§ **CONSIGNES**
Recopiez fidèlement l'ensemble des lignes ci-dessous, sans en modifier le moindre caractère.

§ **LES LIGNES**
══════════════════════════════

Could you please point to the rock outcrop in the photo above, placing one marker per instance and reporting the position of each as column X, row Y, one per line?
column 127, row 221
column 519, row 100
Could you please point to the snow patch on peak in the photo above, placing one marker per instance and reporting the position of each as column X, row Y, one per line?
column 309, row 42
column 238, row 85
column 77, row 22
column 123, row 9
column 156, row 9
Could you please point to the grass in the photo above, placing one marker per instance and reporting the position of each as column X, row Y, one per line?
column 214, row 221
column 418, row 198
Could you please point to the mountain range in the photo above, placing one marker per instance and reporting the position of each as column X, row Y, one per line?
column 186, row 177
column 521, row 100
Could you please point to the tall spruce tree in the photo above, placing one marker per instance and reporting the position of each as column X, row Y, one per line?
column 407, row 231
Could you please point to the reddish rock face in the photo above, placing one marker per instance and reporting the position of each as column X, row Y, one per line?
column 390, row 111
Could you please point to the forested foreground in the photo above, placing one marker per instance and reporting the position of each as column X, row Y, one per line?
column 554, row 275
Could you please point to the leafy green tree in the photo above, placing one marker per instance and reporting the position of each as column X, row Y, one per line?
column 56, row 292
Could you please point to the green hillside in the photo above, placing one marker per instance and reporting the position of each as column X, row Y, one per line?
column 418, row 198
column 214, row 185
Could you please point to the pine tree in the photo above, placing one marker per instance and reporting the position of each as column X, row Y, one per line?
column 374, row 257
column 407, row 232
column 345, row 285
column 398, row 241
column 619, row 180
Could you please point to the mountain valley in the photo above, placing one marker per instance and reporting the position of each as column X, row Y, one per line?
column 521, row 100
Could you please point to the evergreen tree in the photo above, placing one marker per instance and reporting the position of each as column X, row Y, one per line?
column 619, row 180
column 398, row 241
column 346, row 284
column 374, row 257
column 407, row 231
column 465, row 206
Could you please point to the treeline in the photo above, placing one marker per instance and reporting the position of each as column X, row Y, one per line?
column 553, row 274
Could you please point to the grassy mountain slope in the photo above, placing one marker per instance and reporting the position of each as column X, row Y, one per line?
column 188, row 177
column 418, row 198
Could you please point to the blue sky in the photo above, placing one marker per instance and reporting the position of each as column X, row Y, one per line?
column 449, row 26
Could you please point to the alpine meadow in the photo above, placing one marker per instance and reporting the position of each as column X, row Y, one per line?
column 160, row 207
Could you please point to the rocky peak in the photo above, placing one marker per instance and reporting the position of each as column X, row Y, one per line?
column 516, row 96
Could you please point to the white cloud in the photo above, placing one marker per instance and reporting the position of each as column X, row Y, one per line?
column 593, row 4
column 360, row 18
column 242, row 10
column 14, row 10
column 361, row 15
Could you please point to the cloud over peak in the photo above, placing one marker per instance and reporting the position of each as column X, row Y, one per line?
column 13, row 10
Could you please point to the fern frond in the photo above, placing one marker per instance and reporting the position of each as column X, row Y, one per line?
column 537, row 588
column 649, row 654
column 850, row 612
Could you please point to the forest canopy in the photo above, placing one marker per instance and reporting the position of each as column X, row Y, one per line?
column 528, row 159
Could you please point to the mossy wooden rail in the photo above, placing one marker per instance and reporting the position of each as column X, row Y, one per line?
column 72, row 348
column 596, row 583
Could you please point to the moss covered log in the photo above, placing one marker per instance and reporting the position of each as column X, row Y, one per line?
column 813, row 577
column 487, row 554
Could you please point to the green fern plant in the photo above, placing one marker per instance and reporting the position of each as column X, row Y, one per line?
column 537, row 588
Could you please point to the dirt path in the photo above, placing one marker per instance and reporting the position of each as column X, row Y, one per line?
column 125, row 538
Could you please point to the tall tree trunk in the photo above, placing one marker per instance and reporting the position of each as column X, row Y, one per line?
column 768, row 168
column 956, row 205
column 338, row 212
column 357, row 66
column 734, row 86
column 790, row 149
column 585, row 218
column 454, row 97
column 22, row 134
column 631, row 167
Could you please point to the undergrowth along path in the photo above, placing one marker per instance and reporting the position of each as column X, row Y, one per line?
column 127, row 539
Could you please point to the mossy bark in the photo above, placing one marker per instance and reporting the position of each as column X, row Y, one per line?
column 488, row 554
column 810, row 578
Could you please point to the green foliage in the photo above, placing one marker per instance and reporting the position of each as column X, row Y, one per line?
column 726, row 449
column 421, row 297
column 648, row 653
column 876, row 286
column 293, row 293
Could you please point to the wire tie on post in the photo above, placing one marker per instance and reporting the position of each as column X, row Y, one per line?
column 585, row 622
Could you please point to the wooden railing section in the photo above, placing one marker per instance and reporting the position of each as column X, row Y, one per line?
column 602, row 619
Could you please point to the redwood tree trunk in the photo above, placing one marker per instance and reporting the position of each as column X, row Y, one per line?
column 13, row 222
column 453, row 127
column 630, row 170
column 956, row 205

══════════════════════════════

§ **RÉPONSE ATTENDUE**
Could you please point to the rock outcrop in the photo above, placing one marker per instance and reporting the position of each as column X, row Y, one per line?
column 127, row 221
column 519, row 100
Could you please point to the snow patch on peak in the photo above, placing one marker per instance and reporting the position of each as column X, row Y, one per line?
column 309, row 42
column 238, row 85
column 77, row 22
column 123, row 9
column 156, row 9
Could you please point to the grass in the photo above, placing one marker per instance and reporting the position of each as column X, row Y, one per line?
column 214, row 221
column 418, row 198
Could you please point to the mountain range in the photo above, placing one marker per instance and reporting the position of each as column X, row Y, one per line?
column 186, row 177
column 521, row 100
Could you please point to the tall spruce tree in the photo above, placing one marker per instance and reporting the position of each as column X, row Y, one per line?
column 407, row 231
Could you please point to the reddish rock face in the photo above, placing one marker per instance and reporting the position of each as column X, row Y, one per line?
column 390, row 111
Could you please point to the forested foreground in the photo above, placing one marker per instance and reporting the position of each as column X, row Y, one per line?
column 554, row 275
Could you please point to the leafy green tree in the photo above, placing one marker per instance and reporting the position of each as column X, row Y, one per line?
column 56, row 292
Could you please point to the green hillside in the photo above, placing one marker per instance and reporting the position of each as column X, row Y, one per line?
column 418, row 198
column 214, row 185
Could you please point to the pine tree in the photo above, placing one marker per instance and reporting the position of each as column X, row Y, one per line?
column 374, row 257
column 407, row 232
column 345, row 285
column 398, row 241
column 619, row 180
Could you please point to the mountain valley in the photo above, placing one marker per instance and reporting the position of each as column X, row Y, one per line?
column 521, row 100
Could you please point to the evergreen tree in the photo above, placing one marker per instance and reporting the position of each as column X, row Y, one per line?
column 619, row 180
column 398, row 241
column 346, row 284
column 374, row 257
column 407, row 231
column 465, row 206
Could you please point to the treeline in the photo above, placing one marker per instance and reporting the position of each as column X, row Y, one per line?
column 553, row 274
Could you please point to the grassy mountain slope in the photo above, placing one marker per instance and reporting the position of each as column X, row Y, one per line?
column 188, row 177
column 418, row 198
Could you please point to the blue sky in the photo above, placing one marker per instance and reporting the position of each as column X, row Y, one per line?
column 449, row 26
Could you please point to the alpine meadow in the photo above, placing one marker per instance and reporting the position of each as column X, row Y, one per line?
column 160, row 207
Could you please point to the rocky peak in the photo above, placing one marker per instance and reporting the position of each as column X, row Y, one per line?
column 516, row 96
Could you please point to the white cloud in the photo above, placing one marker per instance and reporting the position of each as column X, row Y, one per line?
column 593, row 4
column 360, row 18
column 242, row 10
column 14, row 10
column 361, row 15
Could you please point to the cloud over peak in the photo above, placing one marker per instance and reporting the position of each as column X, row Y, one per line?
column 13, row 10
Could you please point to the fern frond in the photo above, placing one marker per instance and reporting the position of each as column X, row Y, one per line?
column 537, row 588
column 649, row 654
column 850, row 612
Could you please point to the forest canopy in the photo above, placing one marker per instance and reporting the position of each as column X, row Y, one per line?
column 528, row 159
Could you please point to the mossy wooden rail in the photo above, placing one marker per instance and reporting the position of each as column X, row Y, one per line?
column 72, row 348
column 596, row 583
Could you please point to the moss covered log in the photo above, placing one marker per instance and reporting the position of each as column X, row Y, one per line?
column 813, row 577
column 487, row 554
Could you please point to the green fern plant in the photo above, placing one marker per instance and reporting the position of each as column X, row Y, one per line?
column 537, row 588
Could you please point to the dirt path in the photo above, placing one marker per instance and reporting the position of each as column X, row Y, one per line?
column 125, row 538
Could you please point to the tall tree trunk in the photo above, placing one marker per instance and reporting the position of each as column X, row Y, one per line?
column 768, row 168
column 956, row 205
column 338, row 212
column 357, row 66
column 734, row 86
column 790, row 149
column 585, row 218
column 454, row 97
column 22, row 134
column 631, row 167
Could you please point to the undergrowth along path in the photo above, placing one marker per instance and reporting the position of each as column X, row Y, one per line?
column 127, row 539
Could you please point to the mossy bark in the photo above, placing one marker per instance and reporting the position of each as column X, row Y, one per line?
column 488, row 554
column 810, row 578
Could you please point to the green foliage in the photo above, placing one marker per instance and reporting the position of each as column X, row Y, one per line?
column 726, row 449
column 421, row 297
column 648, row 653
column 876, row 286
column 293, row 293
Could you please point to the wire tie on post in the photo above, placing one marker per instance and reporting the position of each as column X, row Y, one per line?
column 585, row 622
Could you please point to the wooden railing section in the photo above, placing one marker per instance and reporting the position of each as column X, row Y, one per line?
column 602, row 619
Could you please point to the redwood tree trunk in the photo above, placing one marker per instance and reporting the position of each as column X, row Y, one per line?
column 13, row 222
column 453, row 127
column 630, row 170
column 956, row 205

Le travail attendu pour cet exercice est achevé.